Job:
Can you rewrite the part of the records that opens with the line containing "of the parking" and closes with the line containing "x=553, y=124", changing "service" to "annotator" and leaving everything else the same?

____________

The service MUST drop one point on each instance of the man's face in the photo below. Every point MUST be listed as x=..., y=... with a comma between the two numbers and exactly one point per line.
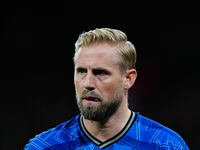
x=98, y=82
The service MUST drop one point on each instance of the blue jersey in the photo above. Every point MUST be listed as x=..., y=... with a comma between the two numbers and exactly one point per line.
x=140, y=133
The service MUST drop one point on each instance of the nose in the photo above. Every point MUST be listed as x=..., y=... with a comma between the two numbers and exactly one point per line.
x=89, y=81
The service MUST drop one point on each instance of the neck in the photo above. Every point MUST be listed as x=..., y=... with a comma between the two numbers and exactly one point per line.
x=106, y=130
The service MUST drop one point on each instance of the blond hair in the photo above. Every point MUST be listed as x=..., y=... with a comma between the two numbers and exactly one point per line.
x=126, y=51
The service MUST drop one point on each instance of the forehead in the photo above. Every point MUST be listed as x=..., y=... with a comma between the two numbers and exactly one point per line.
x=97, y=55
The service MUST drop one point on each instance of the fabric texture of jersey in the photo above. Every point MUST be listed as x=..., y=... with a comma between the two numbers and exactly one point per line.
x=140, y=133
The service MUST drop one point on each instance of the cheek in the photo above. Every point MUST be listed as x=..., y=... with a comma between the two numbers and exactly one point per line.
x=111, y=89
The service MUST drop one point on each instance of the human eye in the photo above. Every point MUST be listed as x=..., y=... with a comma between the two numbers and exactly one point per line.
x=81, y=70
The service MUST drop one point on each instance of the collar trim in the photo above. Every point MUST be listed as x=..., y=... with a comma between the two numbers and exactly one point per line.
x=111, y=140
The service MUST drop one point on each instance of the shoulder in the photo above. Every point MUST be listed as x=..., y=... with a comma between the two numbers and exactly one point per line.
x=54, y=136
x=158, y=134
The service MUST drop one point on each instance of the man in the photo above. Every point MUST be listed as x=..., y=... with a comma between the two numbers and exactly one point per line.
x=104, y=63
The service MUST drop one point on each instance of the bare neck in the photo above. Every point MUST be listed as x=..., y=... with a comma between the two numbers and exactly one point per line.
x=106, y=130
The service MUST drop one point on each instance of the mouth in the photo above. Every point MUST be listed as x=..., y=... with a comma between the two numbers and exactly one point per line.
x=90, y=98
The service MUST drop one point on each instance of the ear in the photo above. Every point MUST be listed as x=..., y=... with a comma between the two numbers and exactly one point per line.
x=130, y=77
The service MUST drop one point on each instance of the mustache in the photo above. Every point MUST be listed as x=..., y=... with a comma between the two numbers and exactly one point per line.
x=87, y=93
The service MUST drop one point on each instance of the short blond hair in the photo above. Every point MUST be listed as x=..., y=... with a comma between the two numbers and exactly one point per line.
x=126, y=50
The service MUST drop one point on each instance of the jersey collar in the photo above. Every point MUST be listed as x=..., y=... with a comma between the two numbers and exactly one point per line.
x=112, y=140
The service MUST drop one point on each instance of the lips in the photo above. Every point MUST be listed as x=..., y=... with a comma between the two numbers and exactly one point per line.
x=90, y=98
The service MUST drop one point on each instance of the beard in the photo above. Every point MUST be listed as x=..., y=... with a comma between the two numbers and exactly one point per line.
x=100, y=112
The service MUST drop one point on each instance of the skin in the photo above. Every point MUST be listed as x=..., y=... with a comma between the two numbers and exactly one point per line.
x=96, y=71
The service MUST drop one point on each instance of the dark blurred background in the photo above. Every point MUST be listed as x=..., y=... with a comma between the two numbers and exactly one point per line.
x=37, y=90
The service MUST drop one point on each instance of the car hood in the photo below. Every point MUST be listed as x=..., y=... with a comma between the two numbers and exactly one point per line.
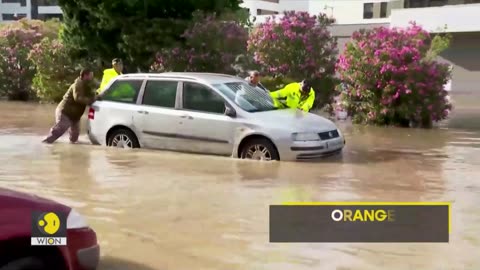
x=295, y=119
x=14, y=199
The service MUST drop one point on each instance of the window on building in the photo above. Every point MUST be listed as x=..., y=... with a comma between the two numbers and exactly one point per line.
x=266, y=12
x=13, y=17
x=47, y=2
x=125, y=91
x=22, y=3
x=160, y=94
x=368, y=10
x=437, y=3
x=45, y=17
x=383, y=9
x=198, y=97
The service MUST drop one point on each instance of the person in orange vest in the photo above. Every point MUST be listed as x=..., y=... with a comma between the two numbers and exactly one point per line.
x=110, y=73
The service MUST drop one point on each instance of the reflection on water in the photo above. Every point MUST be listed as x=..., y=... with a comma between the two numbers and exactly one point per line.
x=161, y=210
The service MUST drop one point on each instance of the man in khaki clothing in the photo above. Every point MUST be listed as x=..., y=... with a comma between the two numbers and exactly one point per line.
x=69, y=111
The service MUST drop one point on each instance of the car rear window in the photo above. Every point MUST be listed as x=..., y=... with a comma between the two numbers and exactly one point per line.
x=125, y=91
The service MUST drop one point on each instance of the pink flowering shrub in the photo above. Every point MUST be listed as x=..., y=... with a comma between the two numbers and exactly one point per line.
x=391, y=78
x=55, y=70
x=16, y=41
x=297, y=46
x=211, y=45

____________

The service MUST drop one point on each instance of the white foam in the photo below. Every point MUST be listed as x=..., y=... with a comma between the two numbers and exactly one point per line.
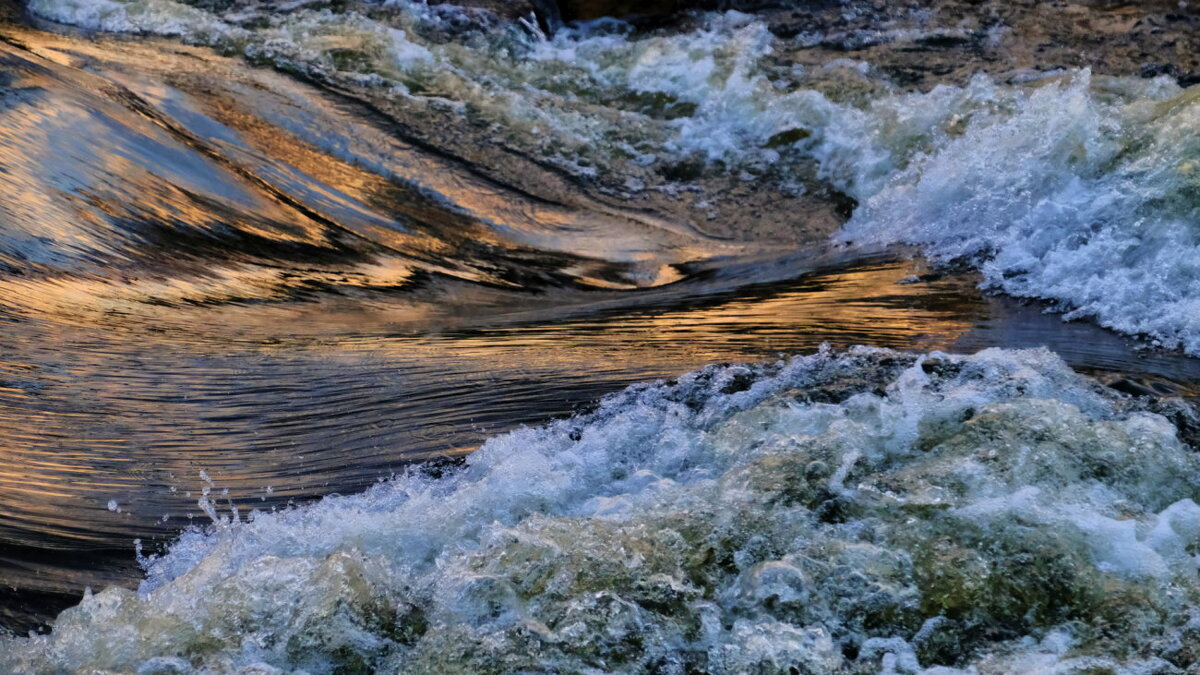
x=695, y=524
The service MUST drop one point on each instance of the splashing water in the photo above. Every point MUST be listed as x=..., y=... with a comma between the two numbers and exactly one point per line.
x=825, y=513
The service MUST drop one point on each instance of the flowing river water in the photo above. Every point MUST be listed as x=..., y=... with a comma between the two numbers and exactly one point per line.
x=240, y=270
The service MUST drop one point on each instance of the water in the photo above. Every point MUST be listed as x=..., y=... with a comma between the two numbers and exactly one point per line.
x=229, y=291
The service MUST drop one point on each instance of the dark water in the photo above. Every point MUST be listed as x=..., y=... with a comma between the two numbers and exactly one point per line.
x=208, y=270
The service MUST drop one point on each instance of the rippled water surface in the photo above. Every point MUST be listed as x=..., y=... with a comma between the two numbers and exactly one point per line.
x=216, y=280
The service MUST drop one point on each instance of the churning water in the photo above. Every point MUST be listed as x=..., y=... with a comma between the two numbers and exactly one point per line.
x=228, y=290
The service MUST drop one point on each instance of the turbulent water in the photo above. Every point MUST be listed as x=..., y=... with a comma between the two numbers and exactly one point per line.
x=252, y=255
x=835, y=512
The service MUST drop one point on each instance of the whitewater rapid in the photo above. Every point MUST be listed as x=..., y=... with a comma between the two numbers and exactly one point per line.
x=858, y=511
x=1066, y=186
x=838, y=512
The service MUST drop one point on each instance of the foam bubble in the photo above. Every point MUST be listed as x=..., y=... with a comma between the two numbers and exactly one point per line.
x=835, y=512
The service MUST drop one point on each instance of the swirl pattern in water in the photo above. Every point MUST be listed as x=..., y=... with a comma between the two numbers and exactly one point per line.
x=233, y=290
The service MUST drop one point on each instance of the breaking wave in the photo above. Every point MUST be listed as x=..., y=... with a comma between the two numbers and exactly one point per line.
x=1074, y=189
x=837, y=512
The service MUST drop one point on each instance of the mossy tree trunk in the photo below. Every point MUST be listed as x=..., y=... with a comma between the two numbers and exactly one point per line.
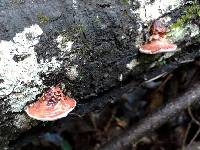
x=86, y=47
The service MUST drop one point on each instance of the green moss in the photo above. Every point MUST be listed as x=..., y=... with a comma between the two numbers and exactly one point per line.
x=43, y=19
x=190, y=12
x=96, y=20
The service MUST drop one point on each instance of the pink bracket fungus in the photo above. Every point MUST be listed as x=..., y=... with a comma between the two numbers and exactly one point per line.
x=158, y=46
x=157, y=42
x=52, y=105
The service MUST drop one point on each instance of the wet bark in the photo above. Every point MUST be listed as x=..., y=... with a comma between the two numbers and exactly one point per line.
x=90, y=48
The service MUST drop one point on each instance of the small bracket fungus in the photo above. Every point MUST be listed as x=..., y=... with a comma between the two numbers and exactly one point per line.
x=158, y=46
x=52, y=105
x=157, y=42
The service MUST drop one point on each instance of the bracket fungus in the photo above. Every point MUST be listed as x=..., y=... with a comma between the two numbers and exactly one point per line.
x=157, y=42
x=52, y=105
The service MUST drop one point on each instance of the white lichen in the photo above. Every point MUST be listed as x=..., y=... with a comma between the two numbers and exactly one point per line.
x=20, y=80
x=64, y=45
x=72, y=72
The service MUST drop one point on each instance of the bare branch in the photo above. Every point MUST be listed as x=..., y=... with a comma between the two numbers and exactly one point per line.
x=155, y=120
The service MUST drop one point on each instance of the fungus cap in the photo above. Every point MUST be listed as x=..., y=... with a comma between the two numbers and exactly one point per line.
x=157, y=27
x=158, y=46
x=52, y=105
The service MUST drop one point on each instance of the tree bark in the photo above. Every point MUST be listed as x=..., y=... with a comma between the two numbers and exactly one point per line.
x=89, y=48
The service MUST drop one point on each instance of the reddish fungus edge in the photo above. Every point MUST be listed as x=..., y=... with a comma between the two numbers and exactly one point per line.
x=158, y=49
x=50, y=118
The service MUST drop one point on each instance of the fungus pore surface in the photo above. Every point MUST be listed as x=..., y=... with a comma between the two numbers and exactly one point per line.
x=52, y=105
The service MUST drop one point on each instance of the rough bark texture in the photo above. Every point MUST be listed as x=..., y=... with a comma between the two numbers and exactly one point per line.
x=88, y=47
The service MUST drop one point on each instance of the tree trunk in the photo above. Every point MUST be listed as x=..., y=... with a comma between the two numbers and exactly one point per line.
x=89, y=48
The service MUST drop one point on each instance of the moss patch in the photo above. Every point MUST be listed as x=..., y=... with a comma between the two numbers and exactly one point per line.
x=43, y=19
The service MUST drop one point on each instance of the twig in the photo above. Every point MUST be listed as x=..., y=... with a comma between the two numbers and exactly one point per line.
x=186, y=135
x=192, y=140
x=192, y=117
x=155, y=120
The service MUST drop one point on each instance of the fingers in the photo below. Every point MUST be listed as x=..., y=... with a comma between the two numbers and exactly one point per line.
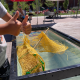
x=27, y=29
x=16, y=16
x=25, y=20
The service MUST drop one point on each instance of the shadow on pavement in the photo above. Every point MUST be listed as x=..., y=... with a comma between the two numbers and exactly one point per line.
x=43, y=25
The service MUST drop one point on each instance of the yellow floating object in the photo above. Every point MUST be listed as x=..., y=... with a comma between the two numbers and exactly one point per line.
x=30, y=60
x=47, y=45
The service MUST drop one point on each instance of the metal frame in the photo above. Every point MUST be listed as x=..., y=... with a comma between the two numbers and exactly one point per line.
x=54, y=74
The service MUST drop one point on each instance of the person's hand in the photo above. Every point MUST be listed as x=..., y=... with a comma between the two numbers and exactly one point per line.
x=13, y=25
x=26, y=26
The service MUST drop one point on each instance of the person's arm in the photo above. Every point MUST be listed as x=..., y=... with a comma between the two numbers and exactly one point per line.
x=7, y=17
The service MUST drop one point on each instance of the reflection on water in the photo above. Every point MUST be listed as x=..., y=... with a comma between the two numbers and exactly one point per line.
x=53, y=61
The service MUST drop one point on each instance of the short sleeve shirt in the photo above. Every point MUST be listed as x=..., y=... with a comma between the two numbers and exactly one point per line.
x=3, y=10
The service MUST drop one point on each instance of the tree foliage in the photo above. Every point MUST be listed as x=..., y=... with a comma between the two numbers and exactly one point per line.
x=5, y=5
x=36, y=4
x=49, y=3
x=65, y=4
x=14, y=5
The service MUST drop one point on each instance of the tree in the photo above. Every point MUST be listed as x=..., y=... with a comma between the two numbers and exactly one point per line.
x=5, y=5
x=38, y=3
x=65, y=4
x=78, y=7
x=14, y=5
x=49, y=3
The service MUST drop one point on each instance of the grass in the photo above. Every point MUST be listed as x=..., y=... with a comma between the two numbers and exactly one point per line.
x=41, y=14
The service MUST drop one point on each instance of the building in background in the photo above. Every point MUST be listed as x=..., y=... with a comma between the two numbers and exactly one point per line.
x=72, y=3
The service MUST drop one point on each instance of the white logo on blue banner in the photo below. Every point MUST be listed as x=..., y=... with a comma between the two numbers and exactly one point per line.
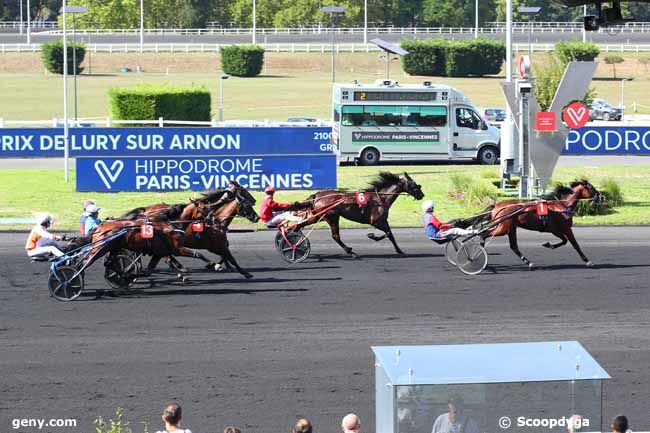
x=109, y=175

____________

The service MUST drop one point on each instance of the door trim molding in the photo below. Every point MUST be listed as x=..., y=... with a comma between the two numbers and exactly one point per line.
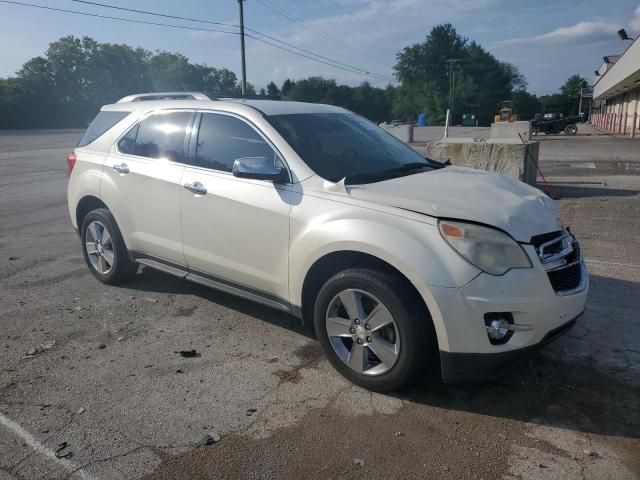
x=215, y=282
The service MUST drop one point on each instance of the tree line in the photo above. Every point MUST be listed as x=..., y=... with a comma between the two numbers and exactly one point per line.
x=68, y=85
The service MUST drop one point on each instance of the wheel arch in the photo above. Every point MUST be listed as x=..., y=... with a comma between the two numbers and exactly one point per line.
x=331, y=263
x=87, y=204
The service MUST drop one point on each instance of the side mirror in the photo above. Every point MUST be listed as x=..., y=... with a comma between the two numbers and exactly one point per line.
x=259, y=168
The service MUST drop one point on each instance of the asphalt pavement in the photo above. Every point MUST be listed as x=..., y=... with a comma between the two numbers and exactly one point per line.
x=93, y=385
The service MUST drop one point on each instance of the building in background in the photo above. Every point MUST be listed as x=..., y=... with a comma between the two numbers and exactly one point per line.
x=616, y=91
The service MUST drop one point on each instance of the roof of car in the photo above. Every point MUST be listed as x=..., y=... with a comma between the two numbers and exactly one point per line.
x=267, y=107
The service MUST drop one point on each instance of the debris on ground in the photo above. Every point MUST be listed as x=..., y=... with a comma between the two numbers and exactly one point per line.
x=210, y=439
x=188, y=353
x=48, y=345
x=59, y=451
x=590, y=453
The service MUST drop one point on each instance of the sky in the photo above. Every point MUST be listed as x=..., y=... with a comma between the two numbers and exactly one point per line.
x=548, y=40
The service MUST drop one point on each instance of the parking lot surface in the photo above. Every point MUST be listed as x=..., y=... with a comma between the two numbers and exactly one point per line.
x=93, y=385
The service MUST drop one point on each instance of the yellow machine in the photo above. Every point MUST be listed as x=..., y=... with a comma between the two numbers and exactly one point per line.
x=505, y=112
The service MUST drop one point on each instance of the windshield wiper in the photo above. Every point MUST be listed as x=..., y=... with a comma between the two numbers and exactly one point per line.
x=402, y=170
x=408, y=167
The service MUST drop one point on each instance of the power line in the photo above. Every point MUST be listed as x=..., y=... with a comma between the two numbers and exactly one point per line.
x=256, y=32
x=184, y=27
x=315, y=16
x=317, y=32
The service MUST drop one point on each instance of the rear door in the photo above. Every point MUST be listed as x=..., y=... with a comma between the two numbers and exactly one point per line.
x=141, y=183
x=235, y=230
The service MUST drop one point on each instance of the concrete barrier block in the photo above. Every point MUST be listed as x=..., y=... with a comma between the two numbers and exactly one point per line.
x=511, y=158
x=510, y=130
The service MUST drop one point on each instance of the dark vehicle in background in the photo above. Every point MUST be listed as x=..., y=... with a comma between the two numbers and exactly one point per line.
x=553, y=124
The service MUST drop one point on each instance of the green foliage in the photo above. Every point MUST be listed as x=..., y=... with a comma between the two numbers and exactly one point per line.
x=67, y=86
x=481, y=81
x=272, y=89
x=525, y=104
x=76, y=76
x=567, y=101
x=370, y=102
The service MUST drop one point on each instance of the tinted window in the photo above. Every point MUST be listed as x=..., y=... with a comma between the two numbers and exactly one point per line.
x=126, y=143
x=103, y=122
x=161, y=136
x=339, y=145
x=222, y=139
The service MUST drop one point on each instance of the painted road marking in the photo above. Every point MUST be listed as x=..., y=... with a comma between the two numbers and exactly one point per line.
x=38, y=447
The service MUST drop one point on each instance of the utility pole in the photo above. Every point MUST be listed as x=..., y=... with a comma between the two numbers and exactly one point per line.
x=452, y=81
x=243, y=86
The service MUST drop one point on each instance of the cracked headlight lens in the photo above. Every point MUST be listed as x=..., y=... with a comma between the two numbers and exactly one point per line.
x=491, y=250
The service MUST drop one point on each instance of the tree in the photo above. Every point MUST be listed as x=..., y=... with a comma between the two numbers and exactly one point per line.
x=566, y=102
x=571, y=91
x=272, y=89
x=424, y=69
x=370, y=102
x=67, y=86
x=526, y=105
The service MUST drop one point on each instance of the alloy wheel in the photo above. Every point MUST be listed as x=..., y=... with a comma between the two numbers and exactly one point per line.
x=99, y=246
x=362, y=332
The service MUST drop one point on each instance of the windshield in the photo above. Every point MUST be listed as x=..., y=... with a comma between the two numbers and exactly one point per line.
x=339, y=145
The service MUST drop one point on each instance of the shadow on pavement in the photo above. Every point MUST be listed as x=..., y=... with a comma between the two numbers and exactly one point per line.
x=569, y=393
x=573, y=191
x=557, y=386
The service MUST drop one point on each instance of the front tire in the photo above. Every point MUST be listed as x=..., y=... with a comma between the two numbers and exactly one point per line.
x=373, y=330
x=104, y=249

____________

Exercise result:
The annotator MUST drop one point on each instance of the parking lot surface in the photo above. Every point MUST be listed as x=..., y=... with a comma between the two numbers and exactly one point per line.
x=93, y=385
The annotator MUST drop one point on each instance of the yellow machine in the photo above. Every point MUST be listed as x=..., y=... with a comma between the two numbers and exactly one point per line.
x=505, y=112
The annotator MUST drop one point on each instance of the windshield wiper in the photo above. Every point MUST be listed as x=..., y=... with a comma between the two numbers and exactly one point per line.
x=402, y=170
x=408, y=167
The annotator MUST drop one point on each instance of the power line in the photo above. Every point MUST be listed as x=..., y=... with a comma between the two numbers and exactly one point per line.
x=256, y=32
x=184, y=27
x=315, y=16
x=317, y=32
The annotator MUST drop one point on each instance of the rear door in the photo above. Every point MUST be listed as x=..., y=... with a comma between the two numbers and exactly one point per line.
x=141, y=183
x=235, y=230
The annotator MUST drop one point on each instance of the concrete barrier block in the photo above. Every point MUST be listed as x=..., y=... with a comma between the two numbers and exactly one point per line.
x=511, y=158
x=510, y=130
The annotator MUST drop one point on each instance of the dark vehicle in background in the photo above. Every point MUST be listed as x=..., y=... with a comma between the two numbers and exactly one point per line.
x=553, y=124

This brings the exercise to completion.